Work required:
In the data that follows, count every line holding the string "tulip" and give the count alone.

(Natural-language object grounding data)
=== Section Start ===
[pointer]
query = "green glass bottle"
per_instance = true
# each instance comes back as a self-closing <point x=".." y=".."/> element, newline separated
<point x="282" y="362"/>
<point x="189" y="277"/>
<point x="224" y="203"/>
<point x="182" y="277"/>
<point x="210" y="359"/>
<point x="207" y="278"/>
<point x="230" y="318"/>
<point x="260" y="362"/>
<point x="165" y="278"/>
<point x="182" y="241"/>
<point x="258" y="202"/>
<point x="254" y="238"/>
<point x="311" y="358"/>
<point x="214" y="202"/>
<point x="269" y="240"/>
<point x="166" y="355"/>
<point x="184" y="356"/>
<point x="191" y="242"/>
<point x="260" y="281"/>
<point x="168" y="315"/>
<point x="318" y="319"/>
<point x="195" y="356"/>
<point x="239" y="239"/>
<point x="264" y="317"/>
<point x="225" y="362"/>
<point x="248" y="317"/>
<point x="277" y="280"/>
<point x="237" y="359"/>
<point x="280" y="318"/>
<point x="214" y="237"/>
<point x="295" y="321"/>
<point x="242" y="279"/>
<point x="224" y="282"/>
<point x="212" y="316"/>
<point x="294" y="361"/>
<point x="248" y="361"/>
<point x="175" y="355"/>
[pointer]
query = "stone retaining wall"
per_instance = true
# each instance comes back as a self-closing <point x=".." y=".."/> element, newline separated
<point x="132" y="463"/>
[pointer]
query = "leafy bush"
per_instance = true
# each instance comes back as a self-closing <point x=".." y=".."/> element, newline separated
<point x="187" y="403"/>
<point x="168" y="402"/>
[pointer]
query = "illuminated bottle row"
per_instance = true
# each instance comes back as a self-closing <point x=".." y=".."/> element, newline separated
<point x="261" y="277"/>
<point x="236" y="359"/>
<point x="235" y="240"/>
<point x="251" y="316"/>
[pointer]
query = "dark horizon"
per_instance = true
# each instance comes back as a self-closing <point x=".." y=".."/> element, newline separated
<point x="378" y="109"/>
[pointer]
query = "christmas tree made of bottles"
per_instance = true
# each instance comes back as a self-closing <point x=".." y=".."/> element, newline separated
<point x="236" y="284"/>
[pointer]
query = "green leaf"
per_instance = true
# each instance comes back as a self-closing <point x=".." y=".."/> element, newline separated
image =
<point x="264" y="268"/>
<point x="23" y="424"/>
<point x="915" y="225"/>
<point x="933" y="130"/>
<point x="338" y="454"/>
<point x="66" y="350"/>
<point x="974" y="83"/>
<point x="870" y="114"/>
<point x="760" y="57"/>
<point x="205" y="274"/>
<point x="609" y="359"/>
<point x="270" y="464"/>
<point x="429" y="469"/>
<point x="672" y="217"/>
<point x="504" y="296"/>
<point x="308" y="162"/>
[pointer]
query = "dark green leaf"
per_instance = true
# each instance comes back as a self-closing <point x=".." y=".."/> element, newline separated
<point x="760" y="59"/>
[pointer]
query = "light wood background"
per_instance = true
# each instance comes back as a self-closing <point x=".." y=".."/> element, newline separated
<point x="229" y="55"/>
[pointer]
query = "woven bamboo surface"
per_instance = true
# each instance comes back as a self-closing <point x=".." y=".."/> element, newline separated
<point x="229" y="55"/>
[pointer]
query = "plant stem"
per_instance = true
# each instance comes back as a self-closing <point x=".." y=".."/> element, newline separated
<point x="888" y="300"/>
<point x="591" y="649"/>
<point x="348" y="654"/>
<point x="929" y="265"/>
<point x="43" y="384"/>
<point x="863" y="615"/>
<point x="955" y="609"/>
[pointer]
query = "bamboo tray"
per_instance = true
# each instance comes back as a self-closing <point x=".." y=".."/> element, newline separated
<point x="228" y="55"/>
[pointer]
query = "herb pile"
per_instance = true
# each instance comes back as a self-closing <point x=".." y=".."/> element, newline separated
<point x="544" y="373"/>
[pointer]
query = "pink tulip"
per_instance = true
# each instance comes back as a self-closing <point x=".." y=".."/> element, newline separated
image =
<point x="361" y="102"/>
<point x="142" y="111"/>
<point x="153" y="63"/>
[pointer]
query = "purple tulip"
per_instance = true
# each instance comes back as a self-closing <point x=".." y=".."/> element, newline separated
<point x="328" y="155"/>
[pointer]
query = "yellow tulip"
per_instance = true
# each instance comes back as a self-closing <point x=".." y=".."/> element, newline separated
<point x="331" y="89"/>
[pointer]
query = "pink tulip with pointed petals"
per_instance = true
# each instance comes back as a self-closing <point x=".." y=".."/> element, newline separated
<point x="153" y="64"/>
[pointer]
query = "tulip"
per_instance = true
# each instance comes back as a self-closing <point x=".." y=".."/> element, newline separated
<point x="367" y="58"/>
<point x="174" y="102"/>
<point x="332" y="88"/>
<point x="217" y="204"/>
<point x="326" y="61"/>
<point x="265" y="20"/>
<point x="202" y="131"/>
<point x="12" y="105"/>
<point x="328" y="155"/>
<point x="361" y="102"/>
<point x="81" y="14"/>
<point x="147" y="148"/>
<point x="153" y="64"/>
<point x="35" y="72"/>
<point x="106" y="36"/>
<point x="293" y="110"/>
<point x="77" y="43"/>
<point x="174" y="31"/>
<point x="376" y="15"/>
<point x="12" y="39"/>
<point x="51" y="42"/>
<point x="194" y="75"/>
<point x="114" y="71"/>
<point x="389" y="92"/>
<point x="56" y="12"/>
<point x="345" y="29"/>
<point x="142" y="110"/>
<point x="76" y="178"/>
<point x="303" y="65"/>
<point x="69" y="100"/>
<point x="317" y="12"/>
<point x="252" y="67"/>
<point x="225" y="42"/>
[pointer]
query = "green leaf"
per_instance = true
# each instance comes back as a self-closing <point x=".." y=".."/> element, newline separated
=== Section End ===
Task output:
5